▸ DESCRIPTION OF THE TASK
Pull every line from the data below that contains the word "bare", treating uppercase and lowercase as different.
>>>
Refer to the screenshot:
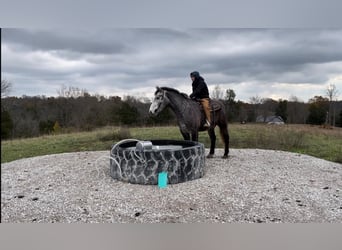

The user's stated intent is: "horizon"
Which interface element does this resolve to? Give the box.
[1,28,342,103]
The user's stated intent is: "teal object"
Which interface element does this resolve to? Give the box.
[158,172,167,188]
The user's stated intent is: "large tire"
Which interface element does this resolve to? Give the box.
[110,140,205,185]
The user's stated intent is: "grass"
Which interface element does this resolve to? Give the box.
[1,124,342,163]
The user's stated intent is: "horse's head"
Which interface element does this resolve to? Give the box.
[150,87,169,115]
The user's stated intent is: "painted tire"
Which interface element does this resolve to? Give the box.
[110,140,205,185]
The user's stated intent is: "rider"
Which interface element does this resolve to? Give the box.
[190,71,210,127]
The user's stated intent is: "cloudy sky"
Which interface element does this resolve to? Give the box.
[1,28,342,102]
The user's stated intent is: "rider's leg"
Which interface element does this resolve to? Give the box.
[201,98,211,127]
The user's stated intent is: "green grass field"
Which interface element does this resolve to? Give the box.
[1,124,342,163]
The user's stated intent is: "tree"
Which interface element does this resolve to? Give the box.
[325,84,338,126]
[1,80,12,98]
[57,84,90,98]
[225,89,240,121]
[275,100,287,122]
[1,110,13,140]
[307,96,329,125]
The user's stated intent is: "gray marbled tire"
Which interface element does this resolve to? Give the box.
[110,140,205,185]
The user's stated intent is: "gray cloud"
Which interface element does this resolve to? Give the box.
[2,29,342,100]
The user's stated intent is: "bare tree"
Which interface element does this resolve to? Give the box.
[325,84,338,126]
[57,84,88,98]
[1,80,12,98]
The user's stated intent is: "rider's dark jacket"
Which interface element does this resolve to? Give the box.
[190,76,209,99]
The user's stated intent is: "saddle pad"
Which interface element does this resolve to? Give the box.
[210,100,221,111]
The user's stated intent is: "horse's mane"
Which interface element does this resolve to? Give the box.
[161,87,190,99]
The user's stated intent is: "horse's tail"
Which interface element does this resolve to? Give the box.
[216,105,229,155]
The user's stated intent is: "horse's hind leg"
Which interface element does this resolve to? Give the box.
[219,124,229,158]
[207,128,216,158]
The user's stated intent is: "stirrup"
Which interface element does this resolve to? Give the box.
[203,120,211,128]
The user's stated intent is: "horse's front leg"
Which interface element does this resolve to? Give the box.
[191,131,198,141]
[207,128,216,158]
[181,130,190,141]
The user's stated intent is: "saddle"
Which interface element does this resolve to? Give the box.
[196,99,222,112]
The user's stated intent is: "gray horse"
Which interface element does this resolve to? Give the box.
[150,87,229,158]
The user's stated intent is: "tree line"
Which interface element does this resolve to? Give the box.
[1,83,342,139]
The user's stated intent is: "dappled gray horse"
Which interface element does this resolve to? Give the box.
[150,87,229,158]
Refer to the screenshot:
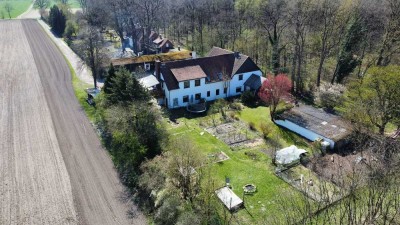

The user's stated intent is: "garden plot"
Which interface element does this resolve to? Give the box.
[205,121,262,147]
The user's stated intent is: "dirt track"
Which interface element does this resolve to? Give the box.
[0,20,146,224]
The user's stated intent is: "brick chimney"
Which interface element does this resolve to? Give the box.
[154,59,161,81]
[190,51,197,59]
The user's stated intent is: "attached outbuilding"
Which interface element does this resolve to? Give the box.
[139,75,160,91]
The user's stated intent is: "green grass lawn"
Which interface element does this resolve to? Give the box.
[50,0,81,8]
[0,0,32,19]
[168,107,312,224]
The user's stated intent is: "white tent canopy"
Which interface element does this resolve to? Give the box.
[276,145,307,165]
[139,75,160,90]
[215,187,243,211]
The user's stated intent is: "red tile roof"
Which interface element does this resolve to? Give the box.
[171,65,207,82]
[161,47,260,90]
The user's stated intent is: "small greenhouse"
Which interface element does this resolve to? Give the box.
[275,145,307,168]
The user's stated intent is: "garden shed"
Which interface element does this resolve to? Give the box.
[215,187,244,212]
[275,104,351,149]
[275,145,307,167]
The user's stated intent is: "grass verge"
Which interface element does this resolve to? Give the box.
[0,0,32,19]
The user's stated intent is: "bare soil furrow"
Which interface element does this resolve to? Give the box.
[0,20,78,224]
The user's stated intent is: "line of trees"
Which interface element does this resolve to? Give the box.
[83,0,400,93]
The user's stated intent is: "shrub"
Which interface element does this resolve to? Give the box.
[260,123,272,138]
[240,91,256,106]
[317,84,346,111]
[154,196,180,225]
[229,112,236,119]
[249,122,256,130]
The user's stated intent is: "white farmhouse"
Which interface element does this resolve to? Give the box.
[155,47,263,108]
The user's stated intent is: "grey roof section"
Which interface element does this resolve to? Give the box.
[276,145,307,165]
[280,104,351,141]
[244,74,267,90]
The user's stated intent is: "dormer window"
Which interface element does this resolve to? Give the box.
[183,81,190,88]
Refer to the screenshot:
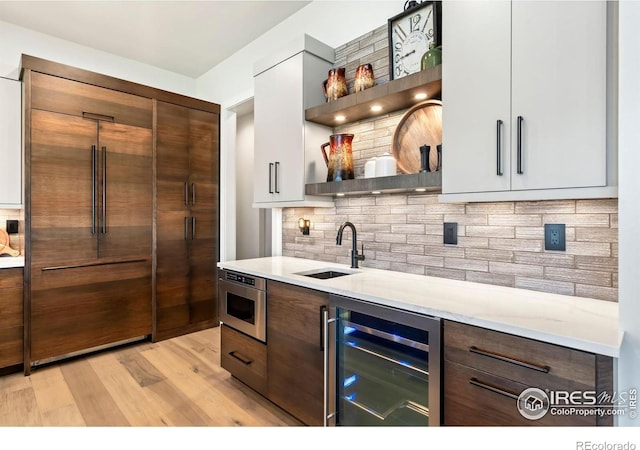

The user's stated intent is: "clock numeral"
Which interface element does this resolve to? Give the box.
[409,14,421,33]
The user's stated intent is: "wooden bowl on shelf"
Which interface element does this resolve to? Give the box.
[391,99,442,173]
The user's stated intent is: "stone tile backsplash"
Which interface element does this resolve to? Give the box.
[282,194,618,301]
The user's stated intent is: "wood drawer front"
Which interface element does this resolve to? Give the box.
[220,325,267,395]
[444,321,596,390]
[443,361,596,426]
[31,72,153,128]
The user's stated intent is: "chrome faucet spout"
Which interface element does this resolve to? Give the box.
[336,222,364,269]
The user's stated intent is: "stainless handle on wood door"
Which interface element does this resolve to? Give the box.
[269,163,273,194]
[102,146,107,234]
[91,145,97,235]
[469,378,518,400]
[496,120,502,177]
[517,116,524,175]
[469,345,551,373]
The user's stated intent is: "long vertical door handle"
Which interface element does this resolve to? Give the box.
[91,145,97,236]
[102,146,107,234]
[269,163,273,194]
[517,116,524,175]
[496,120,502,177]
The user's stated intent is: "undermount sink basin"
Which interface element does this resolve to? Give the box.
[296,269,357,280]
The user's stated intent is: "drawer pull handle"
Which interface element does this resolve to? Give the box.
[229,350,253,366]
[469,346,551,373]
[469,378,519,400]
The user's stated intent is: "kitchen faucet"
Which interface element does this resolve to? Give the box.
[336,222,364,269]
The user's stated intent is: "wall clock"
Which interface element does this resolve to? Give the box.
[389,2,442,80]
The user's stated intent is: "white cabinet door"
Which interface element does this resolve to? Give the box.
[0,77,22,208]
[442,1,607,194]
[511,1,607,190]
[442,1,511,193]
[254,53,304,203]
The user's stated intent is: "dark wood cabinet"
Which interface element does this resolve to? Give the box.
[0,268,23,374]
[443,321,613,426]
[267,280,329,426]
[154,102,219,340]
[24,71,153,373]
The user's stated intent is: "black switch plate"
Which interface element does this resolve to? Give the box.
[442,222,458,245]
[544,223,567,252]
[7,220,18,234]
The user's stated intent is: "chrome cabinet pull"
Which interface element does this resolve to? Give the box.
[518,116,524,175]
[496,120,502,177]
[229,350,253,366]
[469,346,551,373]
[102,146,107,234]
[269,163,273,194]
[91,145,97,235]
[469,377,518,400]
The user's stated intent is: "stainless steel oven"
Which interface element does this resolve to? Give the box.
[218,269,267,342]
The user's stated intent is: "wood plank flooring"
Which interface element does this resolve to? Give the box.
[0,327,302,427]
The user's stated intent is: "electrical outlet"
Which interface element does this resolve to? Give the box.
[544,223,567,252]
[442,222,458,245]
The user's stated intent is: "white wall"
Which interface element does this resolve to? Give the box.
[617,1,640,426]
[196,0,405,261]
[0,21,196,97]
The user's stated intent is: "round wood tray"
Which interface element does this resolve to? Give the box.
[391,99,442,173]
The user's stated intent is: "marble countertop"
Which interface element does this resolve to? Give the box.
[0,256,24,269]
[218,256,622,357]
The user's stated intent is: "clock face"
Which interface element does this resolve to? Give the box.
[390,4,435,79]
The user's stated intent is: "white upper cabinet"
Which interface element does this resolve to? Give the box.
[253,35,334,208]
[0,77,22,208]
[441,1,607,201]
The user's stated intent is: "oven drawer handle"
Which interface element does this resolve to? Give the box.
[469,377,519,400]
[469,346,551,373]
[229,350,253,366]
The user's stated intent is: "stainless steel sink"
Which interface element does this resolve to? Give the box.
[296,268,357,280]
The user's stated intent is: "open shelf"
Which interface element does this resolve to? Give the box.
[305,171,442,196]
[305,65,442,127]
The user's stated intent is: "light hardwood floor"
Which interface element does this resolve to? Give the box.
[0,327,301,427]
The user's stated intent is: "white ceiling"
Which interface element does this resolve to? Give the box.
[0,0,310,78]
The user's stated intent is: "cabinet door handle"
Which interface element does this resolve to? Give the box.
[269,163,273,194]
[517,116,524,175]
[469,346,551,373]
[496,120,502,177]
[229,350,253,366]
[102,146,107,234]
[91,145,97,235]
[469,377,518,400]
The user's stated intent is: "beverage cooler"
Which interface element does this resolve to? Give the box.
[323,296,441,426]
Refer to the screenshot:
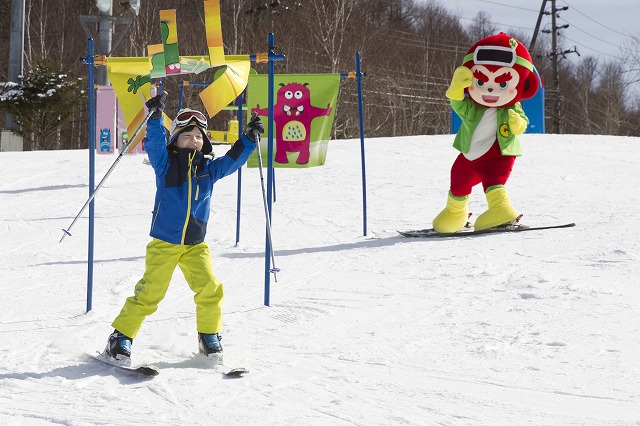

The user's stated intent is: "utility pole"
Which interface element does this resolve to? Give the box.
[80,0,140,86]
[96,0,113,86]
[532,0,580,133]
[5,0,25,132]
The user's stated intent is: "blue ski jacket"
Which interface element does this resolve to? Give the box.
[144,119,256,245]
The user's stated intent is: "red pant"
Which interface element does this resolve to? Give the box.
[451,141,516,197]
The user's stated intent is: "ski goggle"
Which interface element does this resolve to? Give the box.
[462,46,533,71]
[175,111,207,129]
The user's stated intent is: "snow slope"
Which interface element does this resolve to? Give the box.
[0,135,640,426]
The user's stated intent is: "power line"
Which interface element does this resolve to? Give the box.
[563,0,629,37]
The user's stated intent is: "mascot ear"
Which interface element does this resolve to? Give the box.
[521,72,540,99]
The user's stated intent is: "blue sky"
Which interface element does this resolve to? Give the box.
[432,0,640,60]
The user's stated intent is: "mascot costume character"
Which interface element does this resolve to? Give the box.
[433,33,539,233]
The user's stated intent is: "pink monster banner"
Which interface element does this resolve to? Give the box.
[247,74,340,168]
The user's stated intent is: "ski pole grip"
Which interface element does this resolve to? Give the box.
[251,111,260,143]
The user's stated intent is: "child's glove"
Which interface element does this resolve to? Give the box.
[145,92,167,120]
[509,109,529,135]
[445,66,473,101]
[245,112,264,142]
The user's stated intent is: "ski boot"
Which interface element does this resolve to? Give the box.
[432,192,469,234]
[473,185,518,231]
[198,333,222,363]
[104,330,133,367]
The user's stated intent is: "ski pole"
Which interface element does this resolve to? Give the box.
[59,92,167,242]
[251,112,280,282]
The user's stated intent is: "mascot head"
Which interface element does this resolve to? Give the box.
[463,33,539,108]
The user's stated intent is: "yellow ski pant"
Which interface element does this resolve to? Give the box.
[112,238,224,339]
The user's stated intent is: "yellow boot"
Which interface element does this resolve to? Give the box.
[473,185,518,231]
[433,193,469,234]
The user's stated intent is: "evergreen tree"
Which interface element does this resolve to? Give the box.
[0,60,85,150]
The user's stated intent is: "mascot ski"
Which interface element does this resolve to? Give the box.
[433,33,539,233]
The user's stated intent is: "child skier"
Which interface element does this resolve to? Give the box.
[104,95,264,366]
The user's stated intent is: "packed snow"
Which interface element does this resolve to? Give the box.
[0,135,640,426]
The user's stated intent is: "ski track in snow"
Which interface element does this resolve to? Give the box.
[0,135,640,426]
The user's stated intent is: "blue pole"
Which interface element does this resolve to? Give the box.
[236,93,246,245]
[356,52,367,237]
[264,33,275,306]
[178,80,184,111]
[84,39,96,312]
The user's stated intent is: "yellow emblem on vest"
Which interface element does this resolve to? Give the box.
[500,124,509,138]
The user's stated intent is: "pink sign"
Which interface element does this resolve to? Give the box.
[96,86,117,154]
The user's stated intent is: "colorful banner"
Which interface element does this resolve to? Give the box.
[107,0,251,151]
[247,74,340,168]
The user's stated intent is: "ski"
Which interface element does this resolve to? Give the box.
[192,353,249,379]
[397,222,576,238]
[92,352,160,377]
[221,367,249,379]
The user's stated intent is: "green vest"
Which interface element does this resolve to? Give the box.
[451,98,529,156]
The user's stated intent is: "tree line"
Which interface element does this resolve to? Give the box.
[0,0,640,150]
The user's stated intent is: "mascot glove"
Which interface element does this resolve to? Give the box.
[445,66,473,101]
[509,109,529,135]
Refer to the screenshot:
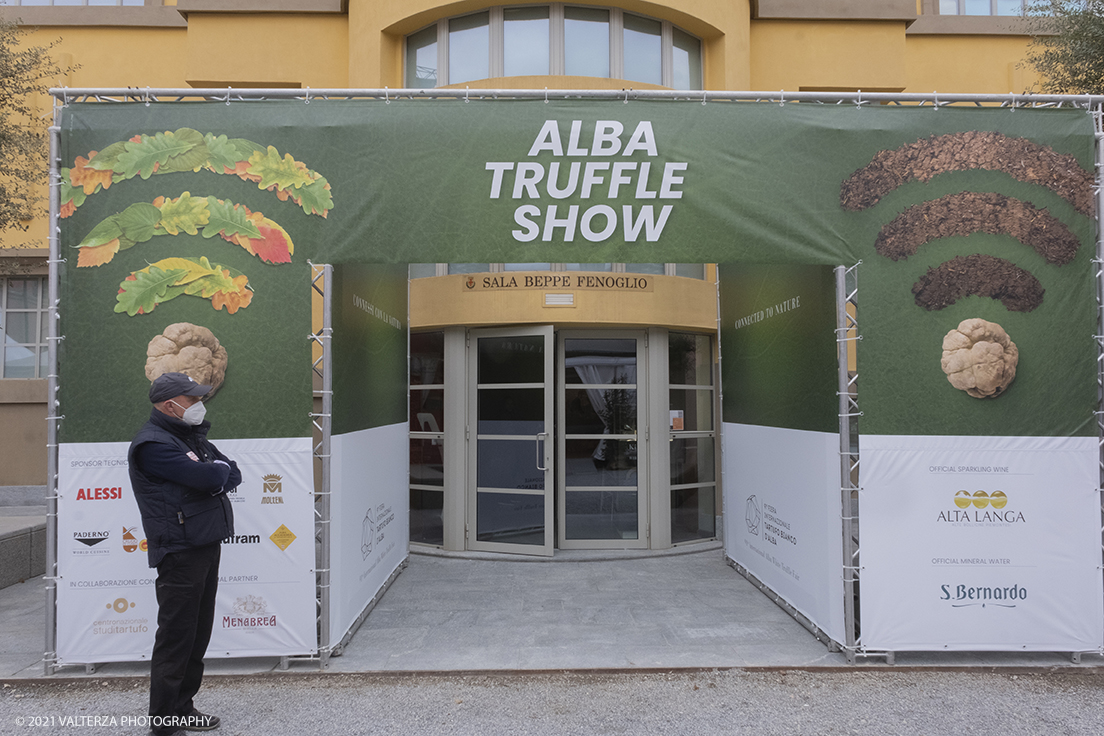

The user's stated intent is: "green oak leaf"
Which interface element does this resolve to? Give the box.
[115,266,188,317]
[87,140,127,171]
[114,202,162,242]
[76,216,123,248]
[159,192,211,235]
[157,128,211,173]
[291,177,333,215]
[113,128,203,179]
[250,146,314,189]
[202,196,262,239]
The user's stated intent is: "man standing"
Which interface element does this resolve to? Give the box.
[127,373,242,736]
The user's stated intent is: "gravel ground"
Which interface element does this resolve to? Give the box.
[0,670,1104,736]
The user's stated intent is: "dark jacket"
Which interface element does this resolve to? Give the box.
[127,408,242,567]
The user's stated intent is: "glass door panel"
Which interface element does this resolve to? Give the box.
[468,327,555,556]
[556,332,648,550]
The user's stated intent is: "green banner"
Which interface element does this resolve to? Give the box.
[332,264,407,435]
[719,264,839,433]
[51,100,1092,265]
[61,99,1096,439]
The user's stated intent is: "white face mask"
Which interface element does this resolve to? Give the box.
[172,402,206,426]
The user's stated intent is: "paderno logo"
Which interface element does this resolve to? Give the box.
[936,491,1027,526]
[940,584,1028,608]
[73,529,112,555]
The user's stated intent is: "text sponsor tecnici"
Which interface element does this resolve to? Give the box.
[485,120,687,243]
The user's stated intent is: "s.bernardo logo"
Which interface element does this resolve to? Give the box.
[940,584,1028,608]
[936,491,1027,526]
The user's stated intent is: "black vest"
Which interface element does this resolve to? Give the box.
[127,409,234,567]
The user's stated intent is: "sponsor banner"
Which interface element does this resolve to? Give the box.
[723,423,845,641]
[57,441,317,664]
[330,424,410,646]
[860,435,1104,651]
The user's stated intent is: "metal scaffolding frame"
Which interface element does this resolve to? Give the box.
[311,264,333,669]
[43,87,1104,675]
[1090,105,1104,663]
[836,260,862,664]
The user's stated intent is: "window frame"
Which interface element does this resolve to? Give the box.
[936,0,1031,18]
[0,275,50,381]
[402,0,697,88]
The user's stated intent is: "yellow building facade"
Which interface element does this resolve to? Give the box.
[0,0,1036,550]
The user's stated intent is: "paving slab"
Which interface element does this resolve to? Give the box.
[0,544,1104,680]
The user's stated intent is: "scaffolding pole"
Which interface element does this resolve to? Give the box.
[43,116,62,675]
[1095,103,1104,663]
[836,268,862,663]
[310,264,333,669]
[50,87,1104,109]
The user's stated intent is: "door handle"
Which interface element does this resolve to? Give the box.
[537,431,549,472]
<<<
▸ WORKED SOLUTION
The user's stated intent is: "bare tree"
The user's stated intent is: "bare soil furrow"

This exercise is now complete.